シャロム:ええ、その途上にあります。これまでわが国がやってきたことはすべて、和平への切望に反することばかりです。大イスラエル主義に執着するやり方をやめない限り、また他者(パレスチナ人)の存在を認識しない限り、我々は破滅します。他者は存在し、人間としての感情を持ち、苦しんでいるのです。ところが我々はパレスチナ人に破廉恥極まる行動をしているのです。そう、破廉恥というのがピッタリの言葉です。
質問:破廉恥な行動というのは、例えば道路封鎖地点での振る舞いですか。
シャロム:全てです。
質問:難民キャンプでのイスラエル軍の行動もですか。
シャロム:すべて、すべてが破廉恥なのです。我々はパレスチナ人に対しあらゆる場面であらゆる時点で破廉恥な行動を行ってきた。もし我々に同じことがなされたら、とても我慢できないだろう。パレスチナ人だって同じです。しかも我々はそれを正そうともしない。シモン・ペレスが一度だけそれを正そうと、ごく小さな行動をとりました。少なくとも、私がシャバクの長官をしていたとき、彼はそのことを話しましたが、結局何も生まれませんでした。

=== 指示 1 ===
以下のレコードをすべて、列名を「依頼」と「回答」とする2列のCSVに整形してください。各依頼を1行とし、依頼文とその回答をそれぞれ改行を空白に置き換えて1つの引用符付きフィールドに収め、画像は含めないでください。

=== 入力データ ===
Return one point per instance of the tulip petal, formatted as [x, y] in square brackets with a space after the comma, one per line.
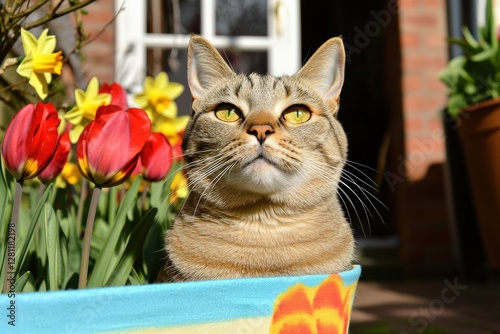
[156, 157]
[56, 165]
[30, 140]
[109, 146]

=== 指示 2 ===
パレスチナ人への扱いをめぐるシャロムへのインタビューの続きを、最後の発言の後から書き進めてください。

=== 期待される出力 1 ===
依頼,回答
"Return one point per instance of the tulip petal, formatted as [x, y] in square brackets with a space after the comma, one per line.","[156, 157] [56, 165] [30, 140] [109, 146]"

=== 期待される出力 2 ===
質問:ペレスは何を話したのですか。
シャロム:音楽を変えよう、トーンを変えよう、と言っていました。彼はユダヤ人の傲慢で威圧的な態度を変えようとしたのです。我々ユダヤ人は間違った道具を使って、ちゃちな兵隊集団になり下がってしまったのです。
アヤロン:イスラエルが民主主義国でなくなり、ユダヤ人の郷土でなくなる方向へ向かって進んでいることは確実です。これが一番恐ろしいことで、その他のことは付随物にすぎません。
ギロン:私も同じ意見です。だから私はここに参加したのです。将来のことが心配なのです。私には娘たちがいますが、この国が破滅へ向かって進んでいるので、彼女たちの将来が心配です。私はイスラエルでユダヤ人復活事業を始めた世代の次の、第二世代の人間です。次の世代の人たちが、私たちの親が望んだように、民主主義的でユダヤ的な国家に住めることを切望しています。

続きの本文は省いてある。